#### Task to carry out:
Would you please transcribe exactly the lines from the one containing "Objective: a point on each instance of the jacket pocket" through the end of the material below, and only those?

#### Material supplied:
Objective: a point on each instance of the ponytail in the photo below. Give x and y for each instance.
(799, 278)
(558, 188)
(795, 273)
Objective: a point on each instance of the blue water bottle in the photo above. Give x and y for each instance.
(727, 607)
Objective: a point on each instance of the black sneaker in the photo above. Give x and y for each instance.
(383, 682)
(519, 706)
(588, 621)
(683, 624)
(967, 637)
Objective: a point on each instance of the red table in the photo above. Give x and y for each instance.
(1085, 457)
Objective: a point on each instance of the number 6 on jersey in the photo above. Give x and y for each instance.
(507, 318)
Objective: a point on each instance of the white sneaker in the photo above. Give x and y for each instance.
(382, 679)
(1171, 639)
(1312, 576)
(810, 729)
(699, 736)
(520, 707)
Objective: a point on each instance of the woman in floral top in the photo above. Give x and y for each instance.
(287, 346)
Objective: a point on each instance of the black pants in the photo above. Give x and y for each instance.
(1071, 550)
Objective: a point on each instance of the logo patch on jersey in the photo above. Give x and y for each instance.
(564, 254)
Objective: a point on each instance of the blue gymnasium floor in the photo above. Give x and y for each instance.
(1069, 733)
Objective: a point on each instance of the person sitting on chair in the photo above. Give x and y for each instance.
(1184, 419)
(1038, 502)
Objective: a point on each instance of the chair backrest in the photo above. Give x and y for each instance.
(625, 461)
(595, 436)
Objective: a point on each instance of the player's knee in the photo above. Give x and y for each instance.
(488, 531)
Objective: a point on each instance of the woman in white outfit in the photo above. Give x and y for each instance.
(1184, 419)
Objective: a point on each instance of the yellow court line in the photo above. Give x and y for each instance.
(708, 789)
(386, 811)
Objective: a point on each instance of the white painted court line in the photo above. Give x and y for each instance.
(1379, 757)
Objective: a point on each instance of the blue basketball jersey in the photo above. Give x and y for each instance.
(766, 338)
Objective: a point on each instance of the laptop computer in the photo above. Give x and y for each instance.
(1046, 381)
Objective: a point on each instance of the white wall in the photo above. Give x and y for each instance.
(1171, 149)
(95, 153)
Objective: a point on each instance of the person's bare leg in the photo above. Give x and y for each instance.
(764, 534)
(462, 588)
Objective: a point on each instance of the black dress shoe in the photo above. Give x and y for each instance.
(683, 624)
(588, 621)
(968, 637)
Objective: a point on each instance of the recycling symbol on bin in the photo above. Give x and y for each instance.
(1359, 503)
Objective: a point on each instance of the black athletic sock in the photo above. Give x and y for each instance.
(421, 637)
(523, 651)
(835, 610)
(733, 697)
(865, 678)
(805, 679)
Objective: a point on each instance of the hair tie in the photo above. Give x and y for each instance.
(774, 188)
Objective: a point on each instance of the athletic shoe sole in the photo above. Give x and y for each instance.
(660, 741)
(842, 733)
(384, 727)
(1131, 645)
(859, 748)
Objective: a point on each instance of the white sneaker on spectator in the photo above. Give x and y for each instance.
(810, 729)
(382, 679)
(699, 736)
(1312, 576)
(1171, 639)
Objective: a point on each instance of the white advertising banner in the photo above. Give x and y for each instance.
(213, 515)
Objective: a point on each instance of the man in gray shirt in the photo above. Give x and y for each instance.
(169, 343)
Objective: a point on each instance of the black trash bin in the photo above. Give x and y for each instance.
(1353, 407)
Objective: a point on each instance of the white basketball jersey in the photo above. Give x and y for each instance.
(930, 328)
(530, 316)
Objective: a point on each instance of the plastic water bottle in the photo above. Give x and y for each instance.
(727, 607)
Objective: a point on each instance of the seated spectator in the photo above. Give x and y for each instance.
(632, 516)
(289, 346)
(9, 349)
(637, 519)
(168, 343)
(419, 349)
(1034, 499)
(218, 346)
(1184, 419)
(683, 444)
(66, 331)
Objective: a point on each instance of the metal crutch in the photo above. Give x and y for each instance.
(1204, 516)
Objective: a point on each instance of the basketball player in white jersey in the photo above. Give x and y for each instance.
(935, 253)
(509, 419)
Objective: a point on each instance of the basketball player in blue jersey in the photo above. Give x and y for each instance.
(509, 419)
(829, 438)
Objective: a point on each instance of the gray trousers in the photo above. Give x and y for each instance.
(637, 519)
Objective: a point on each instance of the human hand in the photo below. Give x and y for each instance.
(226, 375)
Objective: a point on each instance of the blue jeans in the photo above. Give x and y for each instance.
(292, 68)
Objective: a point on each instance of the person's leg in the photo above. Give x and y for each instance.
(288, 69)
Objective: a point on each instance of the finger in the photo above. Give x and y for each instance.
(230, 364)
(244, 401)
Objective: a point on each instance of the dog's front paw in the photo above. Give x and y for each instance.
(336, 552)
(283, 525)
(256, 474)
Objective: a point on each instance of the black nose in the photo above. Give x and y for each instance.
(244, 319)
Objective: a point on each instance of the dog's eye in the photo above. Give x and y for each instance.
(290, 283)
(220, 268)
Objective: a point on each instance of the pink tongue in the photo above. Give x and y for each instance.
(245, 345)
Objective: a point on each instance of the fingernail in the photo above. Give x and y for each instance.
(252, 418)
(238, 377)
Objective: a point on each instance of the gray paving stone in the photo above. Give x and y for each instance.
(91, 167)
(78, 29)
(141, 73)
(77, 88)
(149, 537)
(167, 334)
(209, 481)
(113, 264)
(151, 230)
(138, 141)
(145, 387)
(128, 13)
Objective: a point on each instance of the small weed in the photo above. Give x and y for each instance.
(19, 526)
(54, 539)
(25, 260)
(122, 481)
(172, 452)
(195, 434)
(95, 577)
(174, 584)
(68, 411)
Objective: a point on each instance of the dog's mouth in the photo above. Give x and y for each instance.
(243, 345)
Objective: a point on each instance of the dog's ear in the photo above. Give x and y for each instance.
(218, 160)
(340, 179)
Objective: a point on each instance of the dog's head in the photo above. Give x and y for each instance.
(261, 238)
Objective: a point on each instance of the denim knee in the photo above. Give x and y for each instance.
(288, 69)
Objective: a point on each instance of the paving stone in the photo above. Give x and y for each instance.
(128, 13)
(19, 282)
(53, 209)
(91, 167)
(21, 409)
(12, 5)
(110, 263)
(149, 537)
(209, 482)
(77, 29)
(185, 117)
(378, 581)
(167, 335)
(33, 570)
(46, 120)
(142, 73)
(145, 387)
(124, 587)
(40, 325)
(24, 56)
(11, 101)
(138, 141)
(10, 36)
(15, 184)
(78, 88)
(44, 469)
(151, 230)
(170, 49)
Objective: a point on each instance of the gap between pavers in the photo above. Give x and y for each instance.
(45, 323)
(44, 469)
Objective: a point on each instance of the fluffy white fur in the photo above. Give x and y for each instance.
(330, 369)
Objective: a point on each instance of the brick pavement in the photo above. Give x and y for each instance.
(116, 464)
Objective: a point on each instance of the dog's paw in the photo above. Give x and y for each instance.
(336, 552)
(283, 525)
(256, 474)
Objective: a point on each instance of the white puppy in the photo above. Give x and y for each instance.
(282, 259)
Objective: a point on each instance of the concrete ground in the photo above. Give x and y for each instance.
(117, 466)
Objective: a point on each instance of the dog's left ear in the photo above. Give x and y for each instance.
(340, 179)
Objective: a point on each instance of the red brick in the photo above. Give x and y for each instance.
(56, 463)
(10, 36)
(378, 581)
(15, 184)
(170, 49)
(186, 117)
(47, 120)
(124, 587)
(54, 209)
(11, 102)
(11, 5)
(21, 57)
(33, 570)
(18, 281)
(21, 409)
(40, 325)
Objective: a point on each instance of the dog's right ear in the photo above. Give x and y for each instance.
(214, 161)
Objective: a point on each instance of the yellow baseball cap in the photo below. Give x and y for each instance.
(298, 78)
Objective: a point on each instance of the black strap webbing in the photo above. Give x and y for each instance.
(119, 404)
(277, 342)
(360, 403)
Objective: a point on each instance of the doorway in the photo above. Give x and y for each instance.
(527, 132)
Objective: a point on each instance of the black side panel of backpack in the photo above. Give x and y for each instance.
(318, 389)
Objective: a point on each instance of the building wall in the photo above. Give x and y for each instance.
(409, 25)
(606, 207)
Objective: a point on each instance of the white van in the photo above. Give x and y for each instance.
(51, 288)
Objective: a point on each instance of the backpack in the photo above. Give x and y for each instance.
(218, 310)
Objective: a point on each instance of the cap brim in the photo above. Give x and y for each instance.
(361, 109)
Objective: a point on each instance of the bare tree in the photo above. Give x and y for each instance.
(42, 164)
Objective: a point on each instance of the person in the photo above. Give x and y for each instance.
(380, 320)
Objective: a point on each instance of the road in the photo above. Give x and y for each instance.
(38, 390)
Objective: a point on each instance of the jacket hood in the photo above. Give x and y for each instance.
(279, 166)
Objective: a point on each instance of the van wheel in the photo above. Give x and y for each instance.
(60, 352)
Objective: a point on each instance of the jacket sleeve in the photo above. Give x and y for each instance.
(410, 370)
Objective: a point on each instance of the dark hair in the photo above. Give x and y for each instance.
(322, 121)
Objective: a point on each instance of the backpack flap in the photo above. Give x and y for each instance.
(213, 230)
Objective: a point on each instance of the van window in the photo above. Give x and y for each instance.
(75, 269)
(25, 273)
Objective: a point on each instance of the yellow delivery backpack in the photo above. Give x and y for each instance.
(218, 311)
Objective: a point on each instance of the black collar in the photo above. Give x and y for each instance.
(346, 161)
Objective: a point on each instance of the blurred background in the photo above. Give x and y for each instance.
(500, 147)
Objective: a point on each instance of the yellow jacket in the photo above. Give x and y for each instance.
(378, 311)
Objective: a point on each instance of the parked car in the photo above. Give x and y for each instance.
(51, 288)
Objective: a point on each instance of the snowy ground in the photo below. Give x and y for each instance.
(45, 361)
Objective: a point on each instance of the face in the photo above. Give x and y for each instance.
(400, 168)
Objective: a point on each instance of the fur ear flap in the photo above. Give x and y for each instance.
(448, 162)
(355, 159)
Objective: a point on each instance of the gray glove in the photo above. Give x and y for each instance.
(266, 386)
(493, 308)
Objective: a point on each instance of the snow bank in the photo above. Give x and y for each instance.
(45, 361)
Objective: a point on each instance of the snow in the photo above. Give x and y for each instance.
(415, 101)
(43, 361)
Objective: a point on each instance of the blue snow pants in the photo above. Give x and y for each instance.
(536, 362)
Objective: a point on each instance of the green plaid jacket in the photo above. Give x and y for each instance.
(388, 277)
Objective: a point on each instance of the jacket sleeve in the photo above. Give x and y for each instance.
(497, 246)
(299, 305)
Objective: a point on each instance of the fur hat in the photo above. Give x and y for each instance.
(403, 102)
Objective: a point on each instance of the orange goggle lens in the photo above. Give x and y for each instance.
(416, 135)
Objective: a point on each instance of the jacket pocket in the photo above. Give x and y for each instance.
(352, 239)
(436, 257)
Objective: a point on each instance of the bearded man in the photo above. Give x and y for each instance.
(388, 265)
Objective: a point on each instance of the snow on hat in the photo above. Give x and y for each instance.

#### Response for this exercise:
Objective: a point on each instance of the jacket pocket in the photo above. Give x and y for each instance.
(352, 239)
(436, 257)
Objective: a point on each instance of the bearded man in the photo above. Give x and y for each instance.
(388, 265)
Objective: a point on each instance of the snow on hat in the photo above. Give x and y for each instance.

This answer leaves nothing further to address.